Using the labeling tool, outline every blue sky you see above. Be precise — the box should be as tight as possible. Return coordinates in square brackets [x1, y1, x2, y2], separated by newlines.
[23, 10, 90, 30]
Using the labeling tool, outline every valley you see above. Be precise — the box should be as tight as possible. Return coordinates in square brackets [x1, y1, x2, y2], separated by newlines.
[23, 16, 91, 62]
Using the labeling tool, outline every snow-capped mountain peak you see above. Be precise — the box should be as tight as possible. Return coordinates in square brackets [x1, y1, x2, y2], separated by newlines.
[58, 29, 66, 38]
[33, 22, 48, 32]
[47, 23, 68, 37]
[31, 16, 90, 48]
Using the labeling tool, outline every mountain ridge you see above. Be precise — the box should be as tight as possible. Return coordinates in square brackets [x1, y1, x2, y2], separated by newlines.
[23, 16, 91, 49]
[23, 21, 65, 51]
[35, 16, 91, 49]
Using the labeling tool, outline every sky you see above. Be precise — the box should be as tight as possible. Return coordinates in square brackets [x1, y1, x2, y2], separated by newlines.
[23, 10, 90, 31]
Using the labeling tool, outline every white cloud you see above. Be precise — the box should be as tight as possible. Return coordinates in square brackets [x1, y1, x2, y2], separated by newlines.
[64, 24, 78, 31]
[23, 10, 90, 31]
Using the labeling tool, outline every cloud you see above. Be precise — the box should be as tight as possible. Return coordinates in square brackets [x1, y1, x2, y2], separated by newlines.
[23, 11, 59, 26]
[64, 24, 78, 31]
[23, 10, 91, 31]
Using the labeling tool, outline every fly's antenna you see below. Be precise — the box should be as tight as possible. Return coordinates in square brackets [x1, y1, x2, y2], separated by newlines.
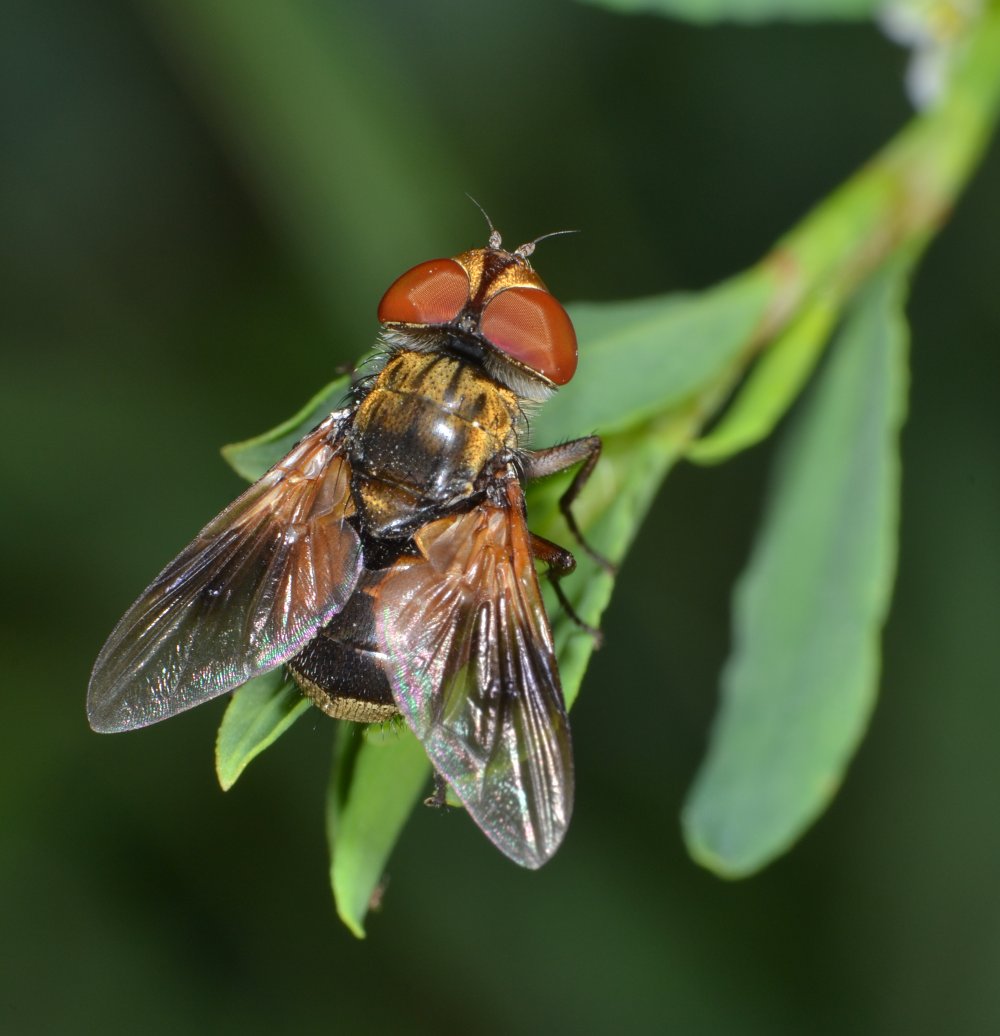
[514, 228, 579, 260]
[466, 193, 503, 250]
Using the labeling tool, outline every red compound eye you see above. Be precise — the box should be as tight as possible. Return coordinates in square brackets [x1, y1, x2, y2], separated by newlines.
[479, 286, 578, 385]
[377, 258, 470, 326]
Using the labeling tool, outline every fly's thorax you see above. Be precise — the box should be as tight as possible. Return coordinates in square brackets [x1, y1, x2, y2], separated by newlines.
[348, 351, 522, 538]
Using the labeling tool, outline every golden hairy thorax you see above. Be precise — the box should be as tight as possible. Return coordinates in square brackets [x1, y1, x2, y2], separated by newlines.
[347, 350, 522, 538]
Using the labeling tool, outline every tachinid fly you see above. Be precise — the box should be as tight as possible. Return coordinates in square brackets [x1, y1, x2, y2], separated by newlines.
[88, 226, 607, 868]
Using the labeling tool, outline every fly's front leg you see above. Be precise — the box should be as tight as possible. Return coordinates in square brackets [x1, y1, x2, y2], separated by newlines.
[523, 437, 616, 574]
[530, 533, 603, 647]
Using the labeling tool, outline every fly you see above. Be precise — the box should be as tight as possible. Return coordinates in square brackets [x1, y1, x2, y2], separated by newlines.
[88, 225, 609, 868]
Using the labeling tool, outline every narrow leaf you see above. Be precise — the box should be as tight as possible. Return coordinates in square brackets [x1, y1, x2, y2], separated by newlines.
[328, 723, 430, 938]
[217, 269, 767, 912]
[575, 0, 877, 24]
[323, 408, 701, 932]
[683, 259, 911, 876]
[687, 295, 837, 465]
[218, 274, 778, 695]
[215, 670, 313, 791]
[223, 273, 774, 487]
[529, 406, 702, 708]
[534, 269, 772, 444]
[222, 376, 350, 481]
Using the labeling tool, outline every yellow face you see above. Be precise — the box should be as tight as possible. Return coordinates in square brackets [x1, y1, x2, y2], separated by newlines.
[450, 247, 549, 303]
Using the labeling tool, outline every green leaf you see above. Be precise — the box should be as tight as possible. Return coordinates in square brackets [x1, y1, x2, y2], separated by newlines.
[221, 375, 350, 481]
[218, 272, 780, 697]
[321, 397, 705, 934]
[219, 265, 768, 710]
[222, 272, 774, 486]
[682, 258, 912, 877]
[575, 0, 876, 23]
[217, 270, 773, 912]
[327, 722, 430, 938]
[534, 269, 772, 444]
[215, 670, 313, 791]
[686, 295, 838, 465]
[528, 406, 702, 708]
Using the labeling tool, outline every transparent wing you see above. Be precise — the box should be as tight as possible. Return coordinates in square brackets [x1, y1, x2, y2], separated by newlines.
[374, 479, 573, 868]
[88, 412, 363, 732]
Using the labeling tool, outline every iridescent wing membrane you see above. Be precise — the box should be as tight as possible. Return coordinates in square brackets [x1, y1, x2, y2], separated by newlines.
[89, 418, 573, 868]
[88, 413, 362, 732]
[374, 478, 574, 868]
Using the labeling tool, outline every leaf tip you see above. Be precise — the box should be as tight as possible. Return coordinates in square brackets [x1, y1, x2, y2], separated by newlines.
[214, 744, 241, 792]
[682, 828, 760, 881]
[684, 438, 732, 466]
[681, 804, 773, 880]
[336, 905, 367, 940]
[219, 441, 257, 483]
[214, 728, 238, 792]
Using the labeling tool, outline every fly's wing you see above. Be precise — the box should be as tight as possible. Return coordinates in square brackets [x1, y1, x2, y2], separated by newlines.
[374, 478, 573, 868]
[88, 412, 363, 732]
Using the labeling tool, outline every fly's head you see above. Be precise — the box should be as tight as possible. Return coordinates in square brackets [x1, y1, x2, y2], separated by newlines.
[376, 230, 578, 402]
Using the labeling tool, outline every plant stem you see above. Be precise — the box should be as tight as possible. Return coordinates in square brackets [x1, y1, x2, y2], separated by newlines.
[756, 5, 1000, 340]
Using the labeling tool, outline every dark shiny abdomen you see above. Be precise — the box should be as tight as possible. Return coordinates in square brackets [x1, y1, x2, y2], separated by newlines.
[348, 350, 520, 537]
[289, 573, 397, 721]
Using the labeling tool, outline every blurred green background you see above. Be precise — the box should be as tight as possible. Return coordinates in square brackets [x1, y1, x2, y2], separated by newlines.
[3, 1, 999, 1032]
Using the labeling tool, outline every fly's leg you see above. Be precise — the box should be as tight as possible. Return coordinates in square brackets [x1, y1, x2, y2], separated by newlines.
[424, 771, 449, 809]
[523, 437, 616, 575]
[530, 533, 603, 647]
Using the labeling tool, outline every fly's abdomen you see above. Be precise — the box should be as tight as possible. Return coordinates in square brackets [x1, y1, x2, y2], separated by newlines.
[288, 575, 397, 722]
[349, 352, 519, 538]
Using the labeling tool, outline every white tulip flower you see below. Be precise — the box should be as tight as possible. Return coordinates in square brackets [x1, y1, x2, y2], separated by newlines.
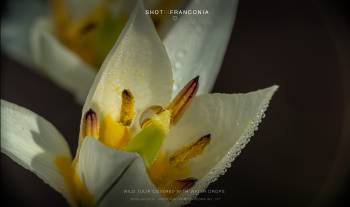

-.-.-

**Work order:**
None of the pictures should appear; copy the rest of the material above exactly.

**Completed exercise:**
Using the labeling tool, outline every blue sky you see above. Be precise — the box should be as tight as possible. Return coordinates in square brackets [x1, y1, x2, y2], separated by newlines.
[23, 10, 90, 30]
Using the labeling tool, outline every valley you see above. Be precise — the box should be as tight as possible. Return coordinates in square brackets [x1, y1, x2, y2], separated by newlines.
[23, 16, 91, 62]
Using the labeling tool, outline every snow-capped mountain peak you see above. Be precise — the box should be as tight as possible. Return coordinates in square brackets [x1, y1, x2, y2], separated by newlines.
[58, 29, 66, 38]
[33, 22, 48, 32]
[47, 23, 68, 37]
[31, 16, 90, 48]
Using the labeling tool, outline every mountain ridge you see above. Be precise — the box should be as tight as possible. Return coordinates in square brackets [x1, y1, x2, y2], separated by newlines.
[23, 16, 91, 49]
[23, 21, 65, 51]
[35, 16, 91, 49]
Using the labeling tool, outline every sky you see above. Be precise — the box should be as tight as possible. Return coordinates in square brackets [x1, y1, x2, y2], separated by newlines.
[23, 10, 90, 31]
Using the labeling tool, outline every white cloud you see above. Be precise — the box should be as tight as possible. Return coordinates in square brackets [x1, y1, x2, y2], separated by newlines.
[64, 24, 78, 31]
[23, 10, 90, 31]
Using the labeling tool, outline every cloud you see above. Be precise — the box should be as tight as possible. Return coordinates in square brackets [x1, y1, x2, y2], separated by newlines.
[23, 11, 59, 26]
[64, 24, 78, 31]
[23, 10, 91, 31]
Using the labeling tool, outline every fly's antenna you see below. Be precise — the box should be as tight as possible. Return coordinates in square brackets [x1, y1, x2, y2], separated by newlines.
[514, 228, 579, 260]
[466, 193, 503, 250]
Using the labeling tool, outline every red compound eye you see above. Be precise — the box should be as tight as possible. Return coordinates in square brackets [x1, y1, x2, y2], separated by newlines.
[479, 286, 578, 385]
[377, 258, 470, 326]
Using the labeling tool, outline every fly's thorax you see above. Be precise — the box should be as tight as possible. Return coordinates in square brackets [x1, y1, x2, y2], separated by newlines.
[348, 351, 522, 538]
Using the labeling tool, outline every golden hairy thorax you see above. Be precise — the box should be as tight as possible. Return coordinates in square brackets [x1, y1, x2, y2], separated by newlines.
[347, 350, 522, 538]
Using the labeling tool, outline every tachinid fly you see above. Be precise — the box should be as tight as possible. Return coordinates in square brackets [x1, y1, x2, y2], separated by newlines.
[88, 226, 607, 868]
Using the labeling tool, outline every fly's front leg you see above. Be precise — the box should be as tight as possible. Return coordinates in square brackets [x1, y1, x2, y2], separated by newlines.
[523, 437, 616, 574]
[530, 533, 603, 647]
Using the labeling tool, outline every fly you see above. Be precise — the box should be as tight as possible. Return coordinates in square brackets [x1, y1, x2, y2], separated by newlines.
[88, 225, 609, 868]
Using the labeling tool, outline every narrow leaf you see above. Be precise — the box should be as tight as possible. Return coordinates in square brackets [x1, y1, x2, y2], separated by newlines.
[328, 723, 430, 938]
[217, 269, 767, 912]
[575, 0, 877, 24]
[323, 408, 701, 932]
[683, 259, 911, 876]
[687, 295, 837, 465]
[218, 274, 778, 695]
[215, 670, 313, 791]
[223, 273, 774, 487]
[529, 406, 702, 708]
[534, 269, 772, 444]
[222, 376, 350, 481]
Using the labeling tool, outline every yellow face you see above. Be precise — the box should be as tight as possible. Return coordinates in square brackets [x1, y1, x2, y2], separated by newlines.
[450, 247, 549, 303]
Using the labeling tool, outline every green leaf you see above. Be precise — the box should be as tight as possible. Return coordinates in square brackets [x1, y1, x2, y2], separated by newlines.
[221, 375, 350, 481]
[218, 272, 780, 697]
[321, 397, 705, 934]
[219, 265, 768, 710]
[222, 272, 774, 486]
[682, 258, 912, 877]
[575, 0, 876, 23]
[217, 270, 773, 912]
[327, 722, 430, 938]
[534, 269, 772, 444]
[215, 670, 313, 791]
[686, 295, 838, 465]
[528, 406, 702, 708]
Using the labeling tool, outline every transparent wing you see above. Be precise — the box should be as tight as possible. Return coordinates in square brackets [x1, y1, x2, y2], separated by newlines.
[374, 479, 573, 868]
[88, 412, 363, 732]
Using the labeling tool, outline every iridescent wing membrane you see above. Be precise — the box should be as tight as possible. Return coordinates in square brackets [x1, y1, x2, y2], separated by newlines.
[89, 418, 573, 868]
[88, 413, 362, 732]
[374, 478, 574, 868]
Using the labeling tool, outline every leaf tip you see above. Be precise — the box should be as tight as possible. Return coordinates in square brackets [x1, y1, x2, y2], separated by newlines.
[214, 744, 241, 792]
[682, 828, 760, 881]
[684, 438, 732, 466]
[681, 804, 773, 880]
[336, 905, 367, 940]
[219, 441, 257, 483]
[214, 728, 238, 792]
Using the labeling tool, outline every fly's wing you see above. Be precise — the box should be as tight as possible. Return coordinates in square brackets [x1, y1, x2, y2], separated by newlines.
[374, 478, 573, 868]
[88, 412, 363, 732]
Using the labeling tool, outline every fly's head you see above. Be precise — the box should be as tight as possible. Return coordinates in square brackets [x1, y1, x2, y2], separated by newlines.
[376, 230, 578, 402]
Using the labeling tool, outline every plant stem you see above. Be precise — the box should be as tight as possible. Return coordinates in square brackets [x1, y1, x2, y2], separated by newlines.
[756, 5, 1000, 340]
Using the labeling tool, outline every dark shiny abdomen you see above. Be precise — the box should be as tight as possible. Return coordinates in square brackets [x1, y1, x2, y2], separated by newlines.
[348, 350, 520, 537]
[289, 573, 397, 721]
Using the labeling tool, outline every blurred green background you see above. Be precise — the box should be as tight as possible. Return coordinates in square brackets [x1, y1, x2, y2], separated by newlines.
[3, 1, 999, 1032]
Using the labeling tool, outline every fly's leg you see above. Be precise — the box should be as tight as possible. Return coordinates in square brackets [x1, y1, x2, y2], separated by newlines.
[424, 771, 449, 809]
[523, 437, 616, 575]
[530, 533, 603, 647]
Using the labeling tool, outline every fly's abdomen you see above. Be precise — the box should be as tight as possible. Return coordinates in square brackets [x1, y1, x2, y2], separated by newlines.
[288, 575, 397, 722]
[349, 352, 519, 538]
Using the labeling tool, outline every white tulip flower you see below. Be precise — the box should be as tight as possible. Return coordinates in square brackets [x1, y1, x2, y2], separated by newlines.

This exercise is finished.